» YOUR INSTRUCTIONS
Render the lines of the listing below as a JSON list of strings, one string per line, omitting blank lines. Include only the stretch from the line containing "the front wheel" through the end of the listing.

Point labeling examples:
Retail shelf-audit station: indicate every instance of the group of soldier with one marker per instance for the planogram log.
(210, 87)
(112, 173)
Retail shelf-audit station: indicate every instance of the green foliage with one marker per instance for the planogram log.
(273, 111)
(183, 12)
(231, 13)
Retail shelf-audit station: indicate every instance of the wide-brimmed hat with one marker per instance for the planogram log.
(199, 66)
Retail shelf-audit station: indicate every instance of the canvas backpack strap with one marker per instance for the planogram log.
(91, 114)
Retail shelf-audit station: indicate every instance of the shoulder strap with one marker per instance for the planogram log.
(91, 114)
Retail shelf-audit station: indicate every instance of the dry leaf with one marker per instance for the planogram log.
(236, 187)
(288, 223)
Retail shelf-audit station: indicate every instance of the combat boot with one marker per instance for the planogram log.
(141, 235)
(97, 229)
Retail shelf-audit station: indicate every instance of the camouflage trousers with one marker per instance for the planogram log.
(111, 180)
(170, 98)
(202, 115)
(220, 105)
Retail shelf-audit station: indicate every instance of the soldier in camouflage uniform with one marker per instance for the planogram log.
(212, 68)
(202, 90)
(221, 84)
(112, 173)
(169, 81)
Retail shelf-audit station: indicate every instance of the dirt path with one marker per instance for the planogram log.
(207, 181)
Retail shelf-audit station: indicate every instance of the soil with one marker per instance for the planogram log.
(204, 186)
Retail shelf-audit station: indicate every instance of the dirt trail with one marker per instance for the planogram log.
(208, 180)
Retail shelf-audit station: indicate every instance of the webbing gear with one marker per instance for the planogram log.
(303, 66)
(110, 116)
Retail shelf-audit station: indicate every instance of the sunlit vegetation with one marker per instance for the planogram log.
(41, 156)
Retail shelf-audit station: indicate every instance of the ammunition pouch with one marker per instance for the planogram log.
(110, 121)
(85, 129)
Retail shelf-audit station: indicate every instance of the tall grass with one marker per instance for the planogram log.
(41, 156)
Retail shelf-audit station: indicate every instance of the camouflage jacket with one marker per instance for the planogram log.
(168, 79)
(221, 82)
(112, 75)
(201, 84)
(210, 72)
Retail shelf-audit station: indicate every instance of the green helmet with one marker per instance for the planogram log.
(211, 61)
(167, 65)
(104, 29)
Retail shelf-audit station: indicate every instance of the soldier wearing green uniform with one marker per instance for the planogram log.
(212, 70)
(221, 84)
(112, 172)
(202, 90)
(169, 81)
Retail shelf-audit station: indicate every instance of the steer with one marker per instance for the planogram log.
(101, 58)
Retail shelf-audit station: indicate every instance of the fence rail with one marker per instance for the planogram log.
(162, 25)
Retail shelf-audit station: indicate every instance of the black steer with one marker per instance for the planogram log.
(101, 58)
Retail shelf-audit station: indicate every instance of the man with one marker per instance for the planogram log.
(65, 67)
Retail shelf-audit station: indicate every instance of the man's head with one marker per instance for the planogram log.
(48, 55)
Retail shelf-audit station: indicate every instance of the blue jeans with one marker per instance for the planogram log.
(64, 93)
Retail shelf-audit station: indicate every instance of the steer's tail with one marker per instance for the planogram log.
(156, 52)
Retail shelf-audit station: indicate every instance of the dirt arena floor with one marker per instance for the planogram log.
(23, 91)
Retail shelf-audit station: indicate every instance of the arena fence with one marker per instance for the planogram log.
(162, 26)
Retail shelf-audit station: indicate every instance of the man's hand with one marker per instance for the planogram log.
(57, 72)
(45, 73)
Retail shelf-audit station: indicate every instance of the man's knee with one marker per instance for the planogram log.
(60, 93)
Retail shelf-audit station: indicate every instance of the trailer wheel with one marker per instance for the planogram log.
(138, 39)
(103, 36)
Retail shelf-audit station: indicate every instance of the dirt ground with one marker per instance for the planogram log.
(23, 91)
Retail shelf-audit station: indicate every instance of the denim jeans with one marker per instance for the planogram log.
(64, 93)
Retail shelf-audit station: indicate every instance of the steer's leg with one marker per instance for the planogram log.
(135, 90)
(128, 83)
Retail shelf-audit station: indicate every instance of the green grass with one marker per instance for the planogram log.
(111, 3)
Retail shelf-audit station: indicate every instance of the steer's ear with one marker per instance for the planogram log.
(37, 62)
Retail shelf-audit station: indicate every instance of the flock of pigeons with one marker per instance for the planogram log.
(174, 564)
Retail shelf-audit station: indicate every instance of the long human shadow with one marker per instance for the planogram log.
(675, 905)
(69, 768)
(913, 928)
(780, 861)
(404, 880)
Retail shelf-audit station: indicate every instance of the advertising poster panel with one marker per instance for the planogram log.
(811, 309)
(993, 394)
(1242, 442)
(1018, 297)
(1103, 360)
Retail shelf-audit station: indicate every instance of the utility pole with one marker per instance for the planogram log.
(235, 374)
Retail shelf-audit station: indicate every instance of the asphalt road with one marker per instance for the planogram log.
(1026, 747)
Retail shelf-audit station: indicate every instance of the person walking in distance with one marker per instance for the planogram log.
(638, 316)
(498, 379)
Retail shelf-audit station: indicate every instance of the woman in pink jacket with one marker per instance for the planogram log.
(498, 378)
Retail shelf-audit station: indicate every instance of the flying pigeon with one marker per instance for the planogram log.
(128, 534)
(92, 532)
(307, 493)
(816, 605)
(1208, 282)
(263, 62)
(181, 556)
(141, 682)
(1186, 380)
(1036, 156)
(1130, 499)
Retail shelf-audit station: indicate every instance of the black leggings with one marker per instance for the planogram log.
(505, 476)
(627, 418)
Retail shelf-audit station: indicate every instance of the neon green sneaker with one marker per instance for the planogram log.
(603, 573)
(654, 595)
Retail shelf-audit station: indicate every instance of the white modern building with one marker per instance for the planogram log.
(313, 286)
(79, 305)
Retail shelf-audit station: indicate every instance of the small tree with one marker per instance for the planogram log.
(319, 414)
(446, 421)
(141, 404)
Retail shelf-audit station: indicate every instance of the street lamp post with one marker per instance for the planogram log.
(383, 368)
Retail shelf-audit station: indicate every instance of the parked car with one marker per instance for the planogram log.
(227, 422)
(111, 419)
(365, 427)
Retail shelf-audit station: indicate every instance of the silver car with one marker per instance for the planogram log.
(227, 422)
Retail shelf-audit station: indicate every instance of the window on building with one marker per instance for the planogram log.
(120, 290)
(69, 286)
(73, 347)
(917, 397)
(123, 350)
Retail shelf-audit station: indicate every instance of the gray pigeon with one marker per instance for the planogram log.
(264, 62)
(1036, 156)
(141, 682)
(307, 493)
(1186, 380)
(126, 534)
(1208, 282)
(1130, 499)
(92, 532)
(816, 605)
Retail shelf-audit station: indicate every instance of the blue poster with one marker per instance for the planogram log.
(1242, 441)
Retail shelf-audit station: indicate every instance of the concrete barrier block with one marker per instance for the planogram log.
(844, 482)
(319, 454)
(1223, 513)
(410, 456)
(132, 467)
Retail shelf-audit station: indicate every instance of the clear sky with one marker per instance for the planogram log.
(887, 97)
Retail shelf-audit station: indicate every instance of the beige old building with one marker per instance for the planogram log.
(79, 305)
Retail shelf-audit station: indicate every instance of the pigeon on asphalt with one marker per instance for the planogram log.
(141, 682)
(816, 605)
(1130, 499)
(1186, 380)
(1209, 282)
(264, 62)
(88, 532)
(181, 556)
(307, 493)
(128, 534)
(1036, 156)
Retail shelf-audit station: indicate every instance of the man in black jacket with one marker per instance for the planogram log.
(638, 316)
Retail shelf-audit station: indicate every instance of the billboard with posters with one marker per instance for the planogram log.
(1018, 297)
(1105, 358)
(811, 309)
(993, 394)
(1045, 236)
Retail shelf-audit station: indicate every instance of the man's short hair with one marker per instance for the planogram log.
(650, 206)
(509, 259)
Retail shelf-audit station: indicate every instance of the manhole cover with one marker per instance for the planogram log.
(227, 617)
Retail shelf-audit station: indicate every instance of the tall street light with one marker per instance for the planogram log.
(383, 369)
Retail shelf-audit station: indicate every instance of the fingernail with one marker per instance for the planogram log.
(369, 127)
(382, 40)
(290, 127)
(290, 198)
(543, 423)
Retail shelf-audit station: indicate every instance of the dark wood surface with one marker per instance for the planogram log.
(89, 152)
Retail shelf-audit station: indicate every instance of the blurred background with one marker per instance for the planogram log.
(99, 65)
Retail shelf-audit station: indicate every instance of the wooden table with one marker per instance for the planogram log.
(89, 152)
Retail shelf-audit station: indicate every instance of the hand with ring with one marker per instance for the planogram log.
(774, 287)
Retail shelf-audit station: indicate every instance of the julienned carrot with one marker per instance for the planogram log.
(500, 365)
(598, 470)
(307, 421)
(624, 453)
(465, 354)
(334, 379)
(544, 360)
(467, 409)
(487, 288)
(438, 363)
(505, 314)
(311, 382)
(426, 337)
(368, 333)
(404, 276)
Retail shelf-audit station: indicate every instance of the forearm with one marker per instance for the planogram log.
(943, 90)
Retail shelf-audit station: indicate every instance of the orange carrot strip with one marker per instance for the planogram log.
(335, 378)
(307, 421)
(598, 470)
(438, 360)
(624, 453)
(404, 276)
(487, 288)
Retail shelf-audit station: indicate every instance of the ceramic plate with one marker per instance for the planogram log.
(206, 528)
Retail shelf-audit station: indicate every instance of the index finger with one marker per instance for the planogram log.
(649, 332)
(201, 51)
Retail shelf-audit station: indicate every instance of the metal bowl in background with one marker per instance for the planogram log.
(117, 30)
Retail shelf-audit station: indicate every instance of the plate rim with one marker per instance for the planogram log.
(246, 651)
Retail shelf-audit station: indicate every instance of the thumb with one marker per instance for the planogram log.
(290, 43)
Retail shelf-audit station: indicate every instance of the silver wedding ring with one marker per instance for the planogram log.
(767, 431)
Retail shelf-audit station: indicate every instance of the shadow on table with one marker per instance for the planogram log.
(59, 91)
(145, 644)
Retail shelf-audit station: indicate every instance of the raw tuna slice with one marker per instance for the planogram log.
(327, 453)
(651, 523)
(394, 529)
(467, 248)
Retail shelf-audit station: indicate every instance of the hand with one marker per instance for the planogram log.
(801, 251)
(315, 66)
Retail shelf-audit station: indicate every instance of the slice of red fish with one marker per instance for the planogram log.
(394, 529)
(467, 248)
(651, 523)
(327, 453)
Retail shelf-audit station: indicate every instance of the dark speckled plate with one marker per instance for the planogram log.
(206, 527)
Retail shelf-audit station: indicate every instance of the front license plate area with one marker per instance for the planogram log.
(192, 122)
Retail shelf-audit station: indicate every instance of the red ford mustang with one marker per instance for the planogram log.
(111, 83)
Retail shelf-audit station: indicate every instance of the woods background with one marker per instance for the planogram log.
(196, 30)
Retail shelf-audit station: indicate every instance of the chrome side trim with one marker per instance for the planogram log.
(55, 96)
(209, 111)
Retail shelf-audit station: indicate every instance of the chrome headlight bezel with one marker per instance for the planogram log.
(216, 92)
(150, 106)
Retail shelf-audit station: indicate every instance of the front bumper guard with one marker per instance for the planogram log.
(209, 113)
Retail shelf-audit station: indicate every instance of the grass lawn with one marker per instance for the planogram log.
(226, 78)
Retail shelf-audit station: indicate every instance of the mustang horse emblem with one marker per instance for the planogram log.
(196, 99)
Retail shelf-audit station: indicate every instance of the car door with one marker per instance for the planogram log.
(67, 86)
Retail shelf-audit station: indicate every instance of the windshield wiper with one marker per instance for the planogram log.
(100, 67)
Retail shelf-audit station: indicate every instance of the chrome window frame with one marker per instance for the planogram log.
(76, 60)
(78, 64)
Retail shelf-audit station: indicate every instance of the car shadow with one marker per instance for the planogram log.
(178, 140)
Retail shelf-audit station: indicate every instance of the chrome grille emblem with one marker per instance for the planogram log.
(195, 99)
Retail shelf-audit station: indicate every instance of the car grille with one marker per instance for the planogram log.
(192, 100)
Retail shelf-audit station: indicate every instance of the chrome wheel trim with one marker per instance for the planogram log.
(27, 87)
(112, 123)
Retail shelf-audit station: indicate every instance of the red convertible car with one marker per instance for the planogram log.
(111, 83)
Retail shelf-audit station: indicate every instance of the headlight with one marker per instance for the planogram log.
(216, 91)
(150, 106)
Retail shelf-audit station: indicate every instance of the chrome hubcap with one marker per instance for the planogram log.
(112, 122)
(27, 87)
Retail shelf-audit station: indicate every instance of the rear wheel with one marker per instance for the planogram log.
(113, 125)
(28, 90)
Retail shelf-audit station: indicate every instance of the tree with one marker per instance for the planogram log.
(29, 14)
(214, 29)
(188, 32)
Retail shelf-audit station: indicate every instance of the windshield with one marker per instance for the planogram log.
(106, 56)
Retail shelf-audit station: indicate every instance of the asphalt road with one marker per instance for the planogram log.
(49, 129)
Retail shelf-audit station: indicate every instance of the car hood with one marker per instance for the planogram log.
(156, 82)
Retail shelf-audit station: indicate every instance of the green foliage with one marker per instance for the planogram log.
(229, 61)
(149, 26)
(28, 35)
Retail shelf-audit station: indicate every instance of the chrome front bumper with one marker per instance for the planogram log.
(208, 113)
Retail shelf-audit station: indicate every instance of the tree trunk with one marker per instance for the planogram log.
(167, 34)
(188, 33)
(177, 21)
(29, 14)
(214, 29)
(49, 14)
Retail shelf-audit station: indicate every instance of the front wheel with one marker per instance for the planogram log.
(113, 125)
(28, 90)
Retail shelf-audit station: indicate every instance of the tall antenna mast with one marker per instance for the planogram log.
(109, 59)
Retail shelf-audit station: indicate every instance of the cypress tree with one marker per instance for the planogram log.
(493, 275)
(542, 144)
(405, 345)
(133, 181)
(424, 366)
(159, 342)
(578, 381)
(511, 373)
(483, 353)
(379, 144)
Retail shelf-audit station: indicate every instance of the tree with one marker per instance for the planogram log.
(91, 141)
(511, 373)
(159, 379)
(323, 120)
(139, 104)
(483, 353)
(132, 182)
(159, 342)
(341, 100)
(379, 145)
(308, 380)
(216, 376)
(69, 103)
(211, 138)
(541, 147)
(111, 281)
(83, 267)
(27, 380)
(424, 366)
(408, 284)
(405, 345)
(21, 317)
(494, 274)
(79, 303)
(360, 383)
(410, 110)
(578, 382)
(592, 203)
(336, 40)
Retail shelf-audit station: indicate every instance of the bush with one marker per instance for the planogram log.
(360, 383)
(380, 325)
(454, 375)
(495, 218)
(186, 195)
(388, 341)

» RESULT BELOW
[
  "Retail shelf-audit station: indicate every instance of the front wheel with one marker per instance for the planogram log.",
  "(113, 125)",
  "(28, 90)",
  "Retail shelf-audit station: indicate every instance of the tall antenna mast with one marker per instance for the planogram log.",
  "(109, 59)",
  "Retail shelf-audit station: indicate every instance of the cypress tree with one marker per instance for the planogram log.",
  "(493, 275)",
  "(542, 144)",
  "(405, 345)",
  "(133, 181)",
  "(424, 366)",
  "(159, 342)",
  "(578, 381)",
  "(511, 373)",
  "(483, 353)",
  "(379, 144)",
  "Retail shelf-audit station: indicate every instance of the tree with one marker per instance for the planogram log.",
  "(91, 141)",
  "(511, 373)",
  "(159, 379)",
  "(323, 120)",
  "(139, 104)",
  "(483, 353)",
  "(132, 182)",
  "(159, 342)",
  "(341, 100)",
  "(379, 145)",
  "(308, 380)",
  "(216, 376)",
  "(69, 103)",
  "(211, 138)",
  "(541, 147)",
  "(111, 281)",
  "(83, 267)",
  "(27, 380)",
  "(424, 366)",
  "(408, 284)",
  "(405, 345)",
  "(21, 317)",
  "(494, 274)",
  "(79, 303)",
  "(360, 383)",
  "(410, 110)",
  "(578, 382)",
  "(592, 203)",
  "(336, 40)",
  "Retail shelf-audit station: indicate every instance of the bush with one marker per instance for the planogram log.",
  "(360, 383)",
  "(380, 325)",
  "(454, 375)",
  "(495, 218)",
  "(186, 195)",
  "(388, 341)"
]